- _STUDY QUESTIONS_:
(1) List every seasonal occasion or calendar event that the passage about the narrator's winter holidays names.
(2) Write the next part of the passage about the narrator's winter holidays, picking up after its final sentence.

━━ SOURCE EXTRACT ━━

Before Christmas, I was filled with energy. I had so many new project ideas, I’d planted the seeds of, that I did not know where I would find the time to grow them.
I feel as though I am following some internal season. At the winter solstice, I went to Avebury stone circle and did some energy work there. We did Christmas, quietly (I am still looking after my elderly father and he does not ‘do’ Christmas). I did manage to get some hours in with three of my daughters and their daughters, so it felt a little like Christmas, at least until I got to my father’s home where it then felt like a normal day.
The New Year passed much the same. Uneventfully. I even managed to sleep through the fireworks, only occassionally jolting awake to particularly loud bangs and immediately feeling sad for those who hear the same bangs and know people have died.

━━━
━━ SUPPLIED INFORMATION ━━

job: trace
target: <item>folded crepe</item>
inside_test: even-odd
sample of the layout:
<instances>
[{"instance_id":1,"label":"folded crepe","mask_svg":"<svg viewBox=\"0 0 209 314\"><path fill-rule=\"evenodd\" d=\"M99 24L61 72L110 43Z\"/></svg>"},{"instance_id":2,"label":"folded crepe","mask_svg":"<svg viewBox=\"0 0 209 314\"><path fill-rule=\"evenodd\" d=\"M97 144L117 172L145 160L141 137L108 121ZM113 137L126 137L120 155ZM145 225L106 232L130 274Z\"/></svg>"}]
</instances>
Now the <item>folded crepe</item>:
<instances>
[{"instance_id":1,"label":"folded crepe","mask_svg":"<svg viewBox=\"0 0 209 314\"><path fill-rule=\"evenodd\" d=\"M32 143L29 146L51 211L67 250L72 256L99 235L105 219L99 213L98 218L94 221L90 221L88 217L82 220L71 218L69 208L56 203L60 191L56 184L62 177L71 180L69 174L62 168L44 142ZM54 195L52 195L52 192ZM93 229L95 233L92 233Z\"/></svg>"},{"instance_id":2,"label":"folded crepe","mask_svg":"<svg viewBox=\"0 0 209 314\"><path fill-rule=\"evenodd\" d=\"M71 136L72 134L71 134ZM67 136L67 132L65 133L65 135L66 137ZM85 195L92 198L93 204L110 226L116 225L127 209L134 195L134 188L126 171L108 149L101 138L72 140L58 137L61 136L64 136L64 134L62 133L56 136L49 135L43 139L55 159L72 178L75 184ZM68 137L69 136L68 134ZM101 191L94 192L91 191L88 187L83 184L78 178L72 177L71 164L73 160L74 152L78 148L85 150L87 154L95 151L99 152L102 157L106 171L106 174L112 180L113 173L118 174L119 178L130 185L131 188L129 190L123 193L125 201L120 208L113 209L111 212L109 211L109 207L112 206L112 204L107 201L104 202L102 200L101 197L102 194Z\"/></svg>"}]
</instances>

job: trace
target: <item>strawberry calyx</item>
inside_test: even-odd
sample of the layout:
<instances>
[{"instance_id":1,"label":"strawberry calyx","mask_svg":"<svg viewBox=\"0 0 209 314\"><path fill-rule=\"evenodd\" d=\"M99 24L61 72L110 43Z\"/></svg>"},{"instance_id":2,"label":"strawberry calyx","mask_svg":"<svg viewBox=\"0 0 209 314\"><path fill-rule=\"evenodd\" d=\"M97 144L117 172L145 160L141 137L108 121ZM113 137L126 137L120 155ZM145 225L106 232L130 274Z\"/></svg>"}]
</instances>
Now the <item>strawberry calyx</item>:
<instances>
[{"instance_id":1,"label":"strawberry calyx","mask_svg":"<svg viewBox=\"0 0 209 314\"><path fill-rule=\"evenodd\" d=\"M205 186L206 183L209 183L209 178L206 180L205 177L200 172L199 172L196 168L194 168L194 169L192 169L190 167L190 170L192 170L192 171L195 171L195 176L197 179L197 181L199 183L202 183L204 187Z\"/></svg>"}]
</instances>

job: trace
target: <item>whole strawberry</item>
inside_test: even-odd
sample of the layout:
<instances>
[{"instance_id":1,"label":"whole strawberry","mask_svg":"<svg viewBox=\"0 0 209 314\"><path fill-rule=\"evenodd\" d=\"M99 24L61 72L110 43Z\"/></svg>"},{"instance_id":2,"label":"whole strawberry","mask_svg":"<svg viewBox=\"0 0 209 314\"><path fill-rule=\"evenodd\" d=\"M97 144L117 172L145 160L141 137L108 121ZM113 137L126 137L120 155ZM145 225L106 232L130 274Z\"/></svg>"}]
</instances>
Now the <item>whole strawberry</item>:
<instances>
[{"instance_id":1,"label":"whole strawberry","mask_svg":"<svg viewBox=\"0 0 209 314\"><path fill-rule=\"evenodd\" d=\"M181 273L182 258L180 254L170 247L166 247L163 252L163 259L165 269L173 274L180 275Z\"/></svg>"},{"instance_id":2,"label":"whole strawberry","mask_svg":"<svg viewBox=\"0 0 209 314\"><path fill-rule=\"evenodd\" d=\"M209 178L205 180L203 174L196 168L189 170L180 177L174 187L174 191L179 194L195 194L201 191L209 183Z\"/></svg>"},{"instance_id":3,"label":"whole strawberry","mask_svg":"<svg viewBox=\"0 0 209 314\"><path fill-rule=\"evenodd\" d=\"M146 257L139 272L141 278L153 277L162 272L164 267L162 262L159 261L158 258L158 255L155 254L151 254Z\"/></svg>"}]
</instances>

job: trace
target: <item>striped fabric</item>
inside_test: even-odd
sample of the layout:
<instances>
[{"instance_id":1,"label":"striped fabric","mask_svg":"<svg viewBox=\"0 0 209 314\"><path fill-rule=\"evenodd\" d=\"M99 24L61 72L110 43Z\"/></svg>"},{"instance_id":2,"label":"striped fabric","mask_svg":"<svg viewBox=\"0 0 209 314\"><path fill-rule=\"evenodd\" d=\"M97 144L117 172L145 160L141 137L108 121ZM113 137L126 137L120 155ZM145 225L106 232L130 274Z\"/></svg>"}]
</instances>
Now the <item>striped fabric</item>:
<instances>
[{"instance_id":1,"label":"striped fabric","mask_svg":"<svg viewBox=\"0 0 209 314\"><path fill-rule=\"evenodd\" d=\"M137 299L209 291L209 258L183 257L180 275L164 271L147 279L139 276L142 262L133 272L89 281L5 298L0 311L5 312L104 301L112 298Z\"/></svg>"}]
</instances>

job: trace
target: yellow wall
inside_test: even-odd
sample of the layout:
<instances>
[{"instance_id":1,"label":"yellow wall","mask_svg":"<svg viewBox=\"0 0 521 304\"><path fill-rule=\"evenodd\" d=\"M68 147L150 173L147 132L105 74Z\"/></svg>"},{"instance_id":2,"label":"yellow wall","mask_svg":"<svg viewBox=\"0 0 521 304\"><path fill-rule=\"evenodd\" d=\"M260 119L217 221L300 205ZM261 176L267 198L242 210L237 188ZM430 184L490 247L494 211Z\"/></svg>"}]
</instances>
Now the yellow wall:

━━━

- _ANSWERS FOR EACH ITEM_:
(1) Christmas, the winter solstice, the New Year

(2)
Now, on the seventh of January, I’m feeling flat and uninspired. Have been for weeks. I keep myself going, knitting socks like they are going out of fashion and rewatching the Handmaid’s Tale. It’s all I feel the desire to do. It’s as if the seeds I planted before Christmas need to germinate in the quiet, darkness of the soil. I know that eventually they will break through the frosty top layer and their green tips will awaken my motivation again. But for now, all I want to do is knit and watch movies.
Even though, I know this time is necessary and that things will change, I always find it difficult to accept. I want to be able to think, to write, to force the seeds to grow. There is so much I want to write, but the flow is halted, like some internal sluice-gate has been closed. In the meantime, I try to find ways to be creative without forcing anything. I know when the time is right that things will change and I will be up and running again.
I have been doing much personal healing, which I’m sure is part of the process - I’ve been doing this long enough to know - letting go of old martyrdom issues and food related struggles. I have achieved some of that. I’ve finally managed to kick my caffeine addiction. In the past, when I tried to give up caffeine, I was so sick that I gave up giving up. Two days of migraine and throwing up was too hard. This time, however, I did not go cold turkey. I reduced my consumption gradually, over a month, by one cup a week, until I could manage without it. Perhaps that is also contributing to my lack of energy. My body is adjusting to its own natural rhythms.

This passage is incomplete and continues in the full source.